__Source passage__
2009-01-21 12:38 PM
We have two clusters of 3020(c) that were recently upgraded from OnTap 7.2.3 to
OnTap 126.96.36.199. One cluster seems to be happy and we've seen no crashes or
failures on either node. The second cluster has experienced two failures. Each
failure happened after a quota assertion error and the cluster failed over. After a chat
with NetApp tech support, we determined that our issue would be addressed in OnTap
188.8.131.52P2 that should be out next week.
This is all fine, BUT my concern is that we have an underlying problem with the node
that keeps crashing on a random basis. Looking through the messages file on the node
that crashes very frequently it appears that someone tried to install the 7261_q tarball
instead of the 7261_e tarball. This resulted in a download failure which I'd expect, but
since we install with the 'install_netapp' script that unarchives and installs the tarball under
/etc I'm curious if extracting an incorrect version of OnTap -- in spite of being unable to
download the faulty image to the filer -- could have adverse effects on
normal functionality of a filer node?
In other words, is this quota error and panic a red herring where in fact there is corruption
on the node that's crashing on a regular basis? If this is the case, is there any way to work
around this issue short of reinstalling the filer from scratch? Note that in this cluster, filer2
(the healthier of the two nodes) reports correct information for kernel, backup, and diag versions.

__Exercise 1__
Answer these questions using the forum post:
(a) What model are the two clusters that were upgraded?
(b) Which tarball did someone try to install in place of the 7261_e tarball?
(c) Which node reports correct information for kernel, backup, and diag versions?
__Exercise 2__
Write out the part of the forum post from "In other words, is" up to and including "and diag versions.", word for word.
You won't need the records that come after this to do anything here.

__Study material__
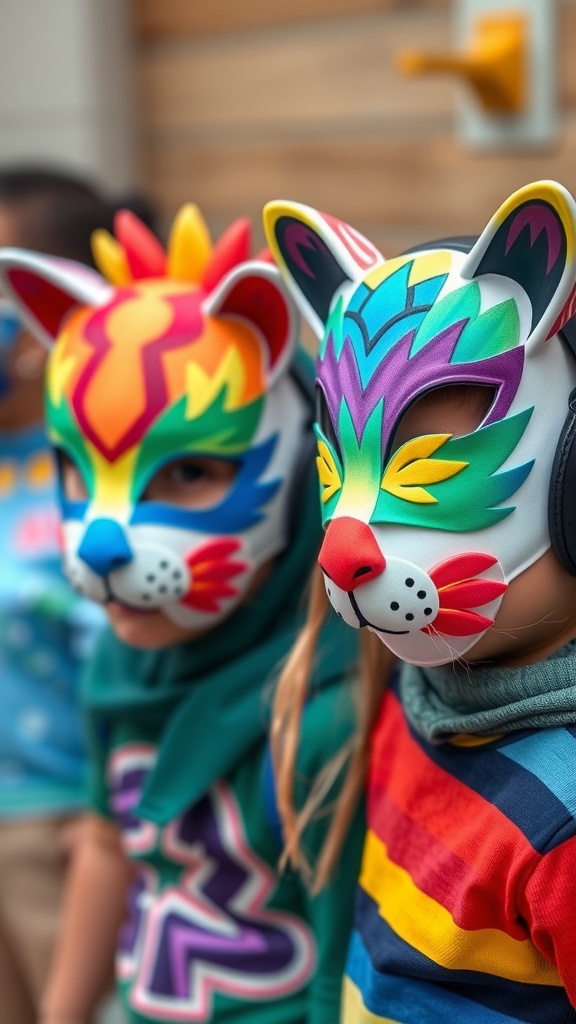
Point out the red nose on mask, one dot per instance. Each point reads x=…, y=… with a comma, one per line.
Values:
x=350, y=555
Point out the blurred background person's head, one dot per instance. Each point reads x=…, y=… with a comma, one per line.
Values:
x=55, y=212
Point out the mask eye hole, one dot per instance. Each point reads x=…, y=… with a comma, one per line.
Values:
x=452, y=409
x=324, y=421
x=73, y=484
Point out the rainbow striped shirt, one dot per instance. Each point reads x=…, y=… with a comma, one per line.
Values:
x=466, y=905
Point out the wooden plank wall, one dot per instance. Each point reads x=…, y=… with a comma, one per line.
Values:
x=244, y=101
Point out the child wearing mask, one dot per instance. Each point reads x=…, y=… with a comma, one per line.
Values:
x=448, y=472
x=45, y=628
x=180, y=411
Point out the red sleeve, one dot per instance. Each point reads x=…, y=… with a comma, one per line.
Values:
x=549, y=908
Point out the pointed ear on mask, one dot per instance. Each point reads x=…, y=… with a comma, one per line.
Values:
x=46, y=289
x=531, y=240
x=317, y=255
x=254, y=292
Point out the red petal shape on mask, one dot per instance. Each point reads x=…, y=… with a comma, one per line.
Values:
x=211, y=570
x=470, y=593
x=232, y=248
x=145, y=254
x=458, y=624
x=461, y=567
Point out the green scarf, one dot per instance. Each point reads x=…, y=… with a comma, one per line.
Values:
x=483, y=701
x=208, y=696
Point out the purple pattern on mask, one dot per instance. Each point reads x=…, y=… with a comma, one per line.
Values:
x=539, y=218
x=401, y=379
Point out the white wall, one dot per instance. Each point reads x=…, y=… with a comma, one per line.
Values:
x=65, y=75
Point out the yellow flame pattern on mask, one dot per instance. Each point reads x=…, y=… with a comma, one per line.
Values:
x=113, y=483
x=427, y=265
x=203, y=388
x=190, y=246
x=328, y=472
x=411, y=467
x=110, y=257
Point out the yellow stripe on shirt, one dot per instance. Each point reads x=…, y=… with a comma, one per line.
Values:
x=429, y=928
x=354, y=1011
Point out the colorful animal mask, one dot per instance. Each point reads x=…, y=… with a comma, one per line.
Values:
x=174, y=354
x=422, y=540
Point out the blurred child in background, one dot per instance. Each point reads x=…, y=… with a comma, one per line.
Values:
x=180, y=407
x=45, y=629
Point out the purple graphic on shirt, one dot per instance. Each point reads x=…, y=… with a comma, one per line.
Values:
x=209, y=929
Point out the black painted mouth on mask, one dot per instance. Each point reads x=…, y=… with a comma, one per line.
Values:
x=112, y=598
x=365, y=622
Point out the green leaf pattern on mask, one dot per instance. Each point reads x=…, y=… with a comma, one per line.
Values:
x=65, y=433
x=484, y=335
x=218, y=432
x=467, y=501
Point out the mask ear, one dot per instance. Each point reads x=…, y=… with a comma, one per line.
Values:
x=531, y=240
x=254, y=292
x=317, y=255
x=45, y=290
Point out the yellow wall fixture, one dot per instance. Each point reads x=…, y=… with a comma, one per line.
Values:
x=495, y=62
x=505, y=53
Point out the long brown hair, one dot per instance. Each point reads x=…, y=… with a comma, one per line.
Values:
x=375, y=665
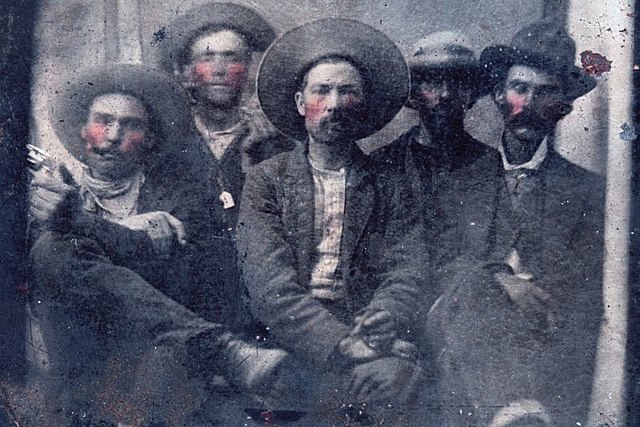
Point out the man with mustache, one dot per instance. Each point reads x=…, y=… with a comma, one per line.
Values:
x=210, y=49
x=332, y=254
x=446, y=166
x=113, y=269
x=521, y=324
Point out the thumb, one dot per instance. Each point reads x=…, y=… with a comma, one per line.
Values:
x=178, y=227
x=67, y=177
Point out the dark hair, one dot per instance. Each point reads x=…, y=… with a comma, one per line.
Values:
x=333, y=59
x=184, y=57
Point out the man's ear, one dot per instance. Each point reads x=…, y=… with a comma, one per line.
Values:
x=300, y=104
x=498, y=94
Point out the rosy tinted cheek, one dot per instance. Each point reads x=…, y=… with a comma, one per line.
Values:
x=236, y=74
x=132, y=141
x=95, y=135
x=313, y=110
x=516, y=103
x=352, y=101
x=203, y=72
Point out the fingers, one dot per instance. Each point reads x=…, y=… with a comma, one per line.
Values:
x=44, y=201
x=67, y=177
x=379, y=319
x=178, y=228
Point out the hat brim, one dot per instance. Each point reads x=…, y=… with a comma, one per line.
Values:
x=255, y=30
x=496, y=61
x=373, y=53
x=167, y=104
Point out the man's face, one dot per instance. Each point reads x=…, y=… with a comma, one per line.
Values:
x=117, y=135
x=532, y=102
x=332, y=102
x=218, y=67
x=441, y=96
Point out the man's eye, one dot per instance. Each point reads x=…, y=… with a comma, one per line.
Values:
x=321, y=90
x=520, y=88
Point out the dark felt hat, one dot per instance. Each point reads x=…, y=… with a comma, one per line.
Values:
x=443, y=50
x=542, y=45
x=380, y=62
x=166, y=102
x=255, y=30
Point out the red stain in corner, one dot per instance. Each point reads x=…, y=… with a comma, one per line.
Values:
x=267, y=417
x=594, y=64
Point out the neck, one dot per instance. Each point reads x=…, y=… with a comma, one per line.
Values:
x=105, y=179
x=218, y=119
x=440, y=132
x=331, y=157
x=518, y=151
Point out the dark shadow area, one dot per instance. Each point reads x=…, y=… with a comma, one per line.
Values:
x=16, y=31
x=633, y=342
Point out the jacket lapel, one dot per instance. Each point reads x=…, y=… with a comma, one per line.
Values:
x=298, y=208
x=359, y=204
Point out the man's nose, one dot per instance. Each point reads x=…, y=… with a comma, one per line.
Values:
x=332, y=100
x=218, y=65
x=445, y=90
x=113, y=132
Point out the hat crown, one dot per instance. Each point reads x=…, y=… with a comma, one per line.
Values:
x=546, y=43
x=443, y=49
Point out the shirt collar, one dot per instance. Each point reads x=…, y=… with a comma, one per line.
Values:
x=533, y=164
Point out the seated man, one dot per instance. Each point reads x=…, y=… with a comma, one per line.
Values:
x=521, y=325
x=446, y=167
x=114, y=261
x=210, y=50
x=332, y=255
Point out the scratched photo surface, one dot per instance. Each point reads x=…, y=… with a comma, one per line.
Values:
x=407, y=213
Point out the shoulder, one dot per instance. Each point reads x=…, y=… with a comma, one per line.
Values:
x=572, y=175
x=393, y=154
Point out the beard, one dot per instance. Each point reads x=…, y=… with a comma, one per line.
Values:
x=218, y=98
x=443, y=120
x=339, y=127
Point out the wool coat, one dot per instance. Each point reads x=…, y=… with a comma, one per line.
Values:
x=382, y=256
x=114, y=315
x=492, y=354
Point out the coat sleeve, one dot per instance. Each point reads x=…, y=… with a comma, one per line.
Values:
x=405, y=283
x=299, y=322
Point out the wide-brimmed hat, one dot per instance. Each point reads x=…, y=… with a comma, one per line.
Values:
x=255, y=30
x=443, y=50
x=542, y=45
x=379, y=60
x=166, y=102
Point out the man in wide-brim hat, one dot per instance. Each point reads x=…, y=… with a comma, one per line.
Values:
x=112, y=270
x=527, y=315
x=210, y=50
x=331, y=252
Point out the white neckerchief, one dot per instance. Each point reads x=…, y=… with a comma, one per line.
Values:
x=533, y=164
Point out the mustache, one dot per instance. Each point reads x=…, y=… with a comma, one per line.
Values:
x=344, y=119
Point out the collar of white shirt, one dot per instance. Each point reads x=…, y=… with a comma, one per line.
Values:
x=533, y=164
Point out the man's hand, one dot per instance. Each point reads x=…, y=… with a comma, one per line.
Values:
x=356, y=349
x=48, y=191
x=530, y=299
x=377, y=328
x=161, y=227
x=390, y=380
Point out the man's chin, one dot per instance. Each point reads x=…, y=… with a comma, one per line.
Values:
x=218, y=97
x=528, y=133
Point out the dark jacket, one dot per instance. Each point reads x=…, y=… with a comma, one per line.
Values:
x=444, y=188
x=486, y=336
x=113, y=314
x=221, y=295
x=382, y=253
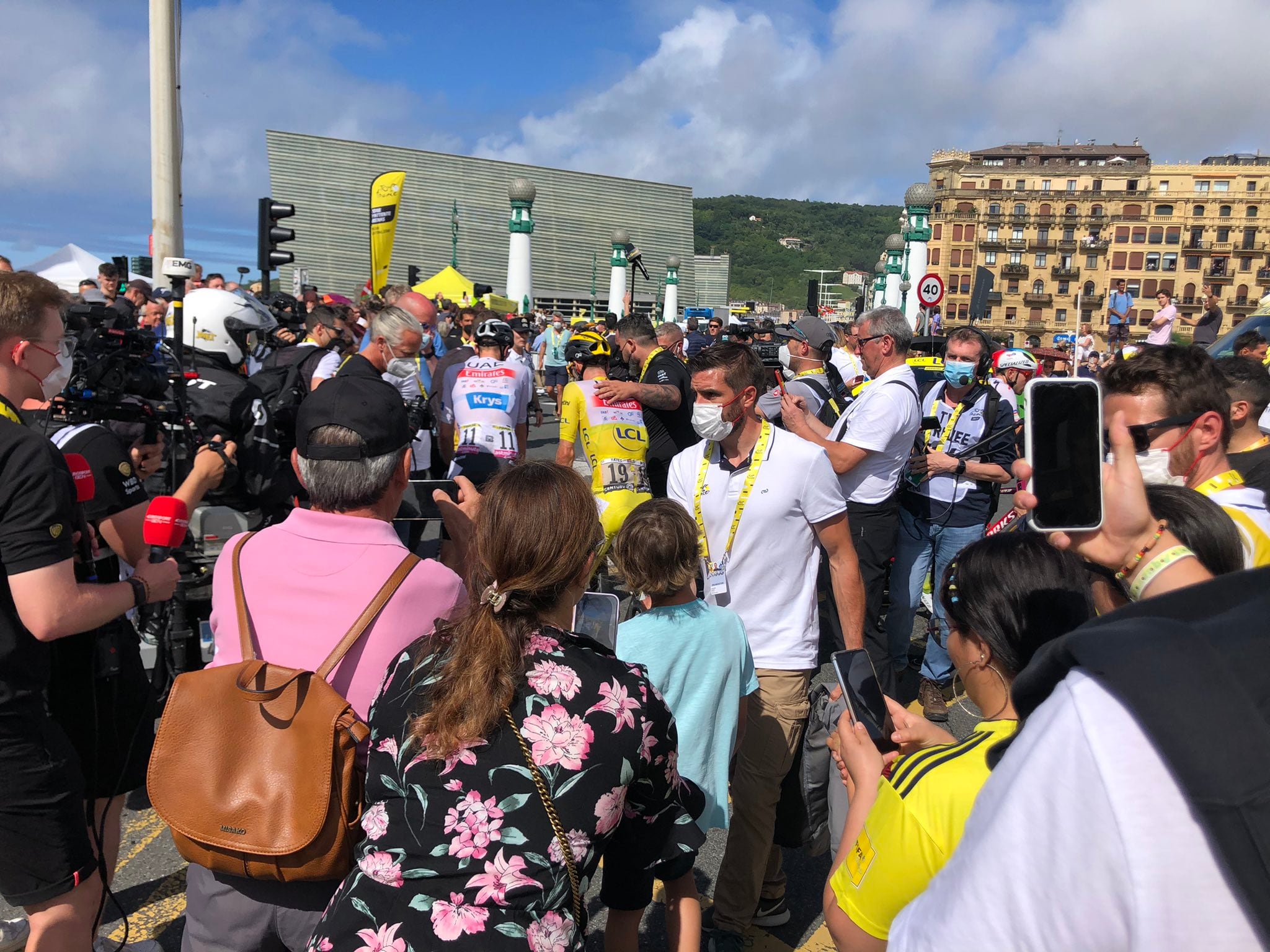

__Answer space 1__
(a) 3020(c)
(b) The 7261_q tarball
(c) filer2, the healthier of the two nodes

__Answer space 2__
In other words, is this quota error and panic a red herring where in fact there is corruption
on the node that's crashing on a regular basis? If this is the case, is there any way to work
around this issue short of reinstalling the filer from scratch? Note that in this cluster, filer2
(the healthier of the two nodes) reports correct information for kernel, backup, and diag versions.